* [Goal of the exercise]: Below are some records. Print all of them exactly as they appear.
== Segment start ==
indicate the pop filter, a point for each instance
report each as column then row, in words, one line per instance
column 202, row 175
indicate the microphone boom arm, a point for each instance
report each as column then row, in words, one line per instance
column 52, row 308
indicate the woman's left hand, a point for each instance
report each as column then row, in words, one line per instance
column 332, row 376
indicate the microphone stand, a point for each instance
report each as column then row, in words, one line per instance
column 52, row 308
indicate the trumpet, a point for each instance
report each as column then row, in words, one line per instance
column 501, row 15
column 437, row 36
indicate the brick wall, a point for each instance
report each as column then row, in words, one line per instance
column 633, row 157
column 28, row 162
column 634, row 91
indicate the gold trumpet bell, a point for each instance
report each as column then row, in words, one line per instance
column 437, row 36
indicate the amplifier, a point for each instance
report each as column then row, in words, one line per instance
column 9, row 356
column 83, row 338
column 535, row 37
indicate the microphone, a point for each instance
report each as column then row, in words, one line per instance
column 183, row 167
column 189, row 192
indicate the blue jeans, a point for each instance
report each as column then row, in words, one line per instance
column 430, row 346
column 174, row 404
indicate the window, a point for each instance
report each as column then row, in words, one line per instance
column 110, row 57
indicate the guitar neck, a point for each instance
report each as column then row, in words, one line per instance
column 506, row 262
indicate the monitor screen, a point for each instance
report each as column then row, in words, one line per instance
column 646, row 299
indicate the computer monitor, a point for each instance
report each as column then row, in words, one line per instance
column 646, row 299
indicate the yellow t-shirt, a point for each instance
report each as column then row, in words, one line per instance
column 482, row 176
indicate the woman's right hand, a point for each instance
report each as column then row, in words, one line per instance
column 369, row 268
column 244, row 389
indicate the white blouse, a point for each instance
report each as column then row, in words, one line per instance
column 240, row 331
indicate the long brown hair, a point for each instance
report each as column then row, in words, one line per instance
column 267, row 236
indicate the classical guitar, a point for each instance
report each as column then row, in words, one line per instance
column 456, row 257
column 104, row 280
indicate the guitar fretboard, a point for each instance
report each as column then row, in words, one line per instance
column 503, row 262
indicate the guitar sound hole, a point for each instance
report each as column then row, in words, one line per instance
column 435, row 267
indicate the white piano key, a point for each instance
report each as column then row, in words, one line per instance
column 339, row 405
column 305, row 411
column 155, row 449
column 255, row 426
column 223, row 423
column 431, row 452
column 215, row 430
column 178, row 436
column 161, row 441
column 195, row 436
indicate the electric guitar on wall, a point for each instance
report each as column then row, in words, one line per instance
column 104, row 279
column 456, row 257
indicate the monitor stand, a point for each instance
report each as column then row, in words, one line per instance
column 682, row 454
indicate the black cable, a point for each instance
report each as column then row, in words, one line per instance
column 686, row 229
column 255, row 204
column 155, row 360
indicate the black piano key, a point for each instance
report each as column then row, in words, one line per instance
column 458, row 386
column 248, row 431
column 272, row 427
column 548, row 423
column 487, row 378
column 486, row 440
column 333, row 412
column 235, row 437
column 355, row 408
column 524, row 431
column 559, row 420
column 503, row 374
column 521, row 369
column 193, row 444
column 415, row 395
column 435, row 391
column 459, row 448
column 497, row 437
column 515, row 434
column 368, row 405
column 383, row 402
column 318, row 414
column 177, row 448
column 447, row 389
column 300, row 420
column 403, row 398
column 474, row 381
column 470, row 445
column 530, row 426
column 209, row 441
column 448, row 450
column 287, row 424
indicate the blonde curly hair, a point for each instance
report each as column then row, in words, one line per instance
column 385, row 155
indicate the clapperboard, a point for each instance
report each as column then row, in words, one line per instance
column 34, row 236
== Segment end ==
* [Response to the task]:
indicate the pop filter, a point for each instance
report each as column then row, in words, one line per instance
column 202, row 175
indicate the microphone boom arm, a point for each instance
report each as column then row, in words, one line per instance
column 52, row 308
indicate the woman's left hand, a point for each instance
report each as column then row, in words, one line per instance
column 332, row 376
indicate the microphone stand, a point for each instance
report each as column then row, in words, one line per instance
column 52, row 308
indicate the trumpet, a point for each instance
report each as column then row, in words, one line per instance
column 501, row 15
column 437, row 36
indicate the brick wall, a point for each instance
report each as column then row, in words, one line per instance
column 633, row 157
column 28, row 162
column 634, row 91
indicate the gold trumpet bell, a point for each instance
report each as column then row, in words, one line per instance
column 437, row 36
indicate the amplifier, a point for each instance
report each as column then row, in words, one line per instance
column 9, row 356
column 83, row 338
column 535, row 37
indicate the microphone, a point for each instance
report each as column then row, in words, one line per instance
column 183, row 167
column 189, row 192
indicate the blue jeans, a point for each instance
report each as column then row, in words, one line per instance
column 430, row 346
column 174, row 404
indicate the window, a point for each instance
report each as column then row, in words, one line per instance
column 110, row 57
indicate the guitar neck, a point for each instance
report each as column then row, in words, one line per instance
column 506, row 262
indicate the monitor screen, a point for each instance
report each as column then row, in words, one line per instance
column 646, row 299
indicate the computer monitor, a point for each instance
report each as column then row, in words, one line per instance
column 646, row 299
indicate the yellow t-shirt, a point for each instance
report each as column then row, in words, one line per instance
column 482, row 176
indicate the woman's right hand, a point for each instance
report each as column then row, in words, one line per instance
column 369, row 268
column 244, row 389
indicate the white blouse, a point for each instance
report each as column then row, in words, one line per instance
column 240, row 331
indicate the long brown hair, a point for each instance
report each as column then row, in words, one line per instance
column 267, row 236
indicate the classical guitar, a point for each instance
report each as column then row, in words, one line per instance
column 456, row 257
column 104, row 280
indicate the guitar fretboard, a point for each instance
report each as column then row, in words, one line per instance
column 503, row 262
indicate the guitar sound hole, a point for each instance
report each as column then row, in words, one line per instance
column 435, row 267
indicate the white piano key, a point for each instance
report each as column then row, in words, one line per instance
column 339, row 405
column 305, row 411
column 155, row 449
column 255, row 426
column 223, row 423
column 431, row 452
column 215, row 430
column 178, row 436
column 161, row 441
column 195, row 436
indicate the electric guitar on wall, a point for each instance
report each as column then row, in words, one line per instance
column 104, row 279
column 456, row 257
indicate the monitor stand, a point for each instance
report each as column then row, in words, one line per instance
column 682, row 454
indicate the black cable, a point for each instance
report each as column then row, in words, one line per instance
column 686, row 229
column 255, row 204
column 155, row 360
indicate the black piano key, a point for each instance
report each as column then row, in words, one line per instance
column 458, row 386
column 248, row 431
column 272, row 427
column 548, row 423
column 487, row 378
column 486, row 440
column 333, row 412
column 235, row 437
column 355, row 408
column 524, row 431
column 559, row 420
column 503, row 374
column 521, row 369
column 193, row 444
column 415, row 395
column 435, row 391
column 459, row 448
column 497, row 437
column 515, row 434
column 368, row 405
column 383, row 402
column 318, row 414
column 177, row 448
column 447, row 389
column 300, row 420
column 403, row 398
column 474, row 381
column 470, row 445
column 530, row 426
column 209, row 441
column 448, row 450
column 287, row 424
indicate the blonde curly hair, a point for each instance
report each as column then row, in words, one line per instance
column 385, row 155
indicate the clapperboard, a point for each instance
report each as column then row, in words, one line per instance
column 34, row 236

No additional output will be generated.